◆ EXERCISE REQUIREMENTS
Return all the entries. Match them word for word.

◆ LISTED ENTRIES

---

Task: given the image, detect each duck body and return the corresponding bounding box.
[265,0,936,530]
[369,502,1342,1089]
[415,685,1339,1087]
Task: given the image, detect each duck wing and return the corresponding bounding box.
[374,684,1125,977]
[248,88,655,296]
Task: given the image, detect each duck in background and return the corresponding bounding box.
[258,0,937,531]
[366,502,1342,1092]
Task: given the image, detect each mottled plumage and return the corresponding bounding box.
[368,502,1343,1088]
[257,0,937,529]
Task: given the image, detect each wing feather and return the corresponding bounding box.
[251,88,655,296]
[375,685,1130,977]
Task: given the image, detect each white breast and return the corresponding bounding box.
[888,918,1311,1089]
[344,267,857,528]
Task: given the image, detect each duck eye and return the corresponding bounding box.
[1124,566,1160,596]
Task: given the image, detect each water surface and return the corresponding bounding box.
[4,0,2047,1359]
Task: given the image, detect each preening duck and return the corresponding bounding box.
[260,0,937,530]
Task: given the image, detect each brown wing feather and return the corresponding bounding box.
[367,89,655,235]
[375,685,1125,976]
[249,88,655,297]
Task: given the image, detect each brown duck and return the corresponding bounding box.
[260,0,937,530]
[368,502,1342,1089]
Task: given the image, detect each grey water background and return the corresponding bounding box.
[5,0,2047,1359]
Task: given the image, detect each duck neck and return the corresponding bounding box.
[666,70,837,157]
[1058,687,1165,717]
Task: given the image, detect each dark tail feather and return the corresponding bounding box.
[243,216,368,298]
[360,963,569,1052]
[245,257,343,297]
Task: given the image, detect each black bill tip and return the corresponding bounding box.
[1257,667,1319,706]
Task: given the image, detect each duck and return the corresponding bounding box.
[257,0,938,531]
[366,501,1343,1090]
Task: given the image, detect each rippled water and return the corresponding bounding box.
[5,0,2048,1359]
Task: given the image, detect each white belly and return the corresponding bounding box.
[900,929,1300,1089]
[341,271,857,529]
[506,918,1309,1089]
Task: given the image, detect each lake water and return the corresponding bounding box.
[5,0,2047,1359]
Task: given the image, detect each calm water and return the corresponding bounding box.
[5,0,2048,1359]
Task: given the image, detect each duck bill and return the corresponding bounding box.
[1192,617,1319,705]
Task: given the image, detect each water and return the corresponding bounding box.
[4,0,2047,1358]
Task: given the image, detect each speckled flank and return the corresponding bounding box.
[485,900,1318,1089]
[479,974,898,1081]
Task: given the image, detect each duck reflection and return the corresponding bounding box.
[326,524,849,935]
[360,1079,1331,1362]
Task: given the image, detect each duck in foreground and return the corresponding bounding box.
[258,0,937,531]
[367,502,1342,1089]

---

◆ OUTPUT OF THE EXERCISE
Task: given the image, detect each duck body and return the corresponding bounding box.
[265,0,936,530]
[369,502,1342,1089]
[415,685,1339,1087]
Task: given the image, detect each duck wing and return the corresponding bounding box.
[374,684,1125,977]
[248,88,655,296]
Task: given the image, detect each duck in background and return the corresponding bounding box.
[258,0,937,531]
[366,502,1342,1092]
Task: given the image, detect each mottled plumage and return the corresponding bounding box.
[368,502,1343,1088]
[257,0,937,529]
Task: given the image, detect each wing feather and return the corresponding bounding box.
[251,88,655,296]
[375,685,1130,977]
Task: given the image, detect each white breast and return the corresponding bounding box.
[888,918,1311,1089]
[344,267,857,528]
Task: given the image, detect each duck eye and return the corresponding bounding box.
[1124,566,1160,596]
Task: given the image, detect each water surface and return the corresponding bounding box.
[4,0,2047,1359]
Task: given the image, detect each preening duck and return the corresponding bounding box.
[260,0,937,530]
Task: given the image, detect each brown wing feather and return the corresponding bounding box.
[367,89,655,235]
[375,685,1125,976]
[249,88,655,297]
Task: given the image, detect each brown duck and return the corresponding bounding box.
[260,0,937,530]
[368,502,1342,1089]
Task: given the image, detect each grey water background and return the corresponding bounding box.
[5,0,2047,1359]
Task: given the image, detect each duck neck and return the corresponding bounding box.
[666,70,837,157]
[1058,687,1165,717]
Task: given the image, detect each dark tail feather and return the corresponding bounding box.
[243,216,368,298]
[360,963,569,1052]
[245,257,343,297]
Task: given the image, detect each black bill tip and return the corresponding bounding box.
[1257,667,1319,706]
Task: given the image, detect each duck and return the corresponding bounding box.
[257,0,938,531]
[366,501,1343,1090]
Task: given the image, detect each rippled water and return the corresponding bounding box.
[5,0,2048,1359]
Task: given the image, detect each white belly and return the corresponding bounding box.
[900,929,1300,1089]
[341,271,857,529]
[506,918,1309,1089]
Task: given the image, detect each lake water and return the corresponding bounding box.
[5,0,2047,1359]
Task: given the image, detect each calm water and return the corresponding bounding box.
[5,0,2048,1359]
Task: given the image, detect each duck bill and return the corresponding bounding box.
[1192,617,1319,705]
Task: given the image, detect each water and return the corresponding bounding box.
[4,0,2047,1358]
Task: given the image, detect each speckled flank and return the corresponding bounding box.
[485,900,1318,1089]
[479,974,898,1081]
Task: given the image, detect each duck reflection and return the corresponding bounding box.
[326,524,849,935]
[360,1079,1331,1362]
Task: given the image, detect each duck in foreground and return the corresponding bounding box.
[258,0,937,531]
[367,502,1342,1089]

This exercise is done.